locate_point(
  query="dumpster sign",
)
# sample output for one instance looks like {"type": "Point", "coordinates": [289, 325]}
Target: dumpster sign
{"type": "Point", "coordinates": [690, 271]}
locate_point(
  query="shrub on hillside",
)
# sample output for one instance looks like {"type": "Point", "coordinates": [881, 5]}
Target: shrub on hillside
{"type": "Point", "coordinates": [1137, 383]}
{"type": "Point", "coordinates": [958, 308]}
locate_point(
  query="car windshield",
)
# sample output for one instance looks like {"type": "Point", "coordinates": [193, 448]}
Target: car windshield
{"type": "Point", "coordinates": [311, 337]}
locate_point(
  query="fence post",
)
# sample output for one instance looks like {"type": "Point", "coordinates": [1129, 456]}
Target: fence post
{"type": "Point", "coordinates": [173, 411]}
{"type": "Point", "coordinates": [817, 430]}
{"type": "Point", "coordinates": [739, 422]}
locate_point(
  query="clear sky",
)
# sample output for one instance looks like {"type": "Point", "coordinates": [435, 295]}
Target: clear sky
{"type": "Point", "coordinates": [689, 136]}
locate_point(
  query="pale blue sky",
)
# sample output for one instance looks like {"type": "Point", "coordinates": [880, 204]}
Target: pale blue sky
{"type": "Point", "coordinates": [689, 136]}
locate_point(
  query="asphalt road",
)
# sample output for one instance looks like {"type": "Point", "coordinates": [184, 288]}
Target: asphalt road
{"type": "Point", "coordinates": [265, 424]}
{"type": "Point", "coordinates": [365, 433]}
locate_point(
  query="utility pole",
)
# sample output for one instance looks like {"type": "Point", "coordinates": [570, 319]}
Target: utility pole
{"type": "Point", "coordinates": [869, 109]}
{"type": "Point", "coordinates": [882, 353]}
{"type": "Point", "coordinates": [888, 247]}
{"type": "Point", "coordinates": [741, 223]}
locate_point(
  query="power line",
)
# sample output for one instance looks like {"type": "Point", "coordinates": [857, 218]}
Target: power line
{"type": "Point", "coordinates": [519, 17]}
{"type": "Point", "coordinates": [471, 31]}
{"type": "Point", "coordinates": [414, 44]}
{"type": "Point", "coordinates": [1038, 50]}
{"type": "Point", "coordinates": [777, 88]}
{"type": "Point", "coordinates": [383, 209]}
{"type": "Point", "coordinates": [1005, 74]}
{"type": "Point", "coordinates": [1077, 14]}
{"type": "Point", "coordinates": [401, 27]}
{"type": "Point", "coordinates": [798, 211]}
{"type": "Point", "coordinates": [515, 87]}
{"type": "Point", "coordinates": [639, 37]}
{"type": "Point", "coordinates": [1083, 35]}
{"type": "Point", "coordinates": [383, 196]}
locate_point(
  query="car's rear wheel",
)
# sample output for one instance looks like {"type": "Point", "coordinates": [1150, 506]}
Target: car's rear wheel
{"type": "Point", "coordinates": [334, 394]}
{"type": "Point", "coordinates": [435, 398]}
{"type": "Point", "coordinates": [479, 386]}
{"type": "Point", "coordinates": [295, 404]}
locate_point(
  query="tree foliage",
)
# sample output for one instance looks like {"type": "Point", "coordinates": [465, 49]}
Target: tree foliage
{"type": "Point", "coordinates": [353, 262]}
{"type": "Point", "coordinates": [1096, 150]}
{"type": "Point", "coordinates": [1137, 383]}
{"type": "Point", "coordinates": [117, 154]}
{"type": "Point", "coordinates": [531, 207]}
┄┄┄┄┄┄┄┄┄┄
INSTRUCTIONS FOR THE TASK » Show every line in the entries above that contains the word "hillside".

OUTPUT FOR THIS TASK »
  query="shrub on hillside",
Target: shrub on hillside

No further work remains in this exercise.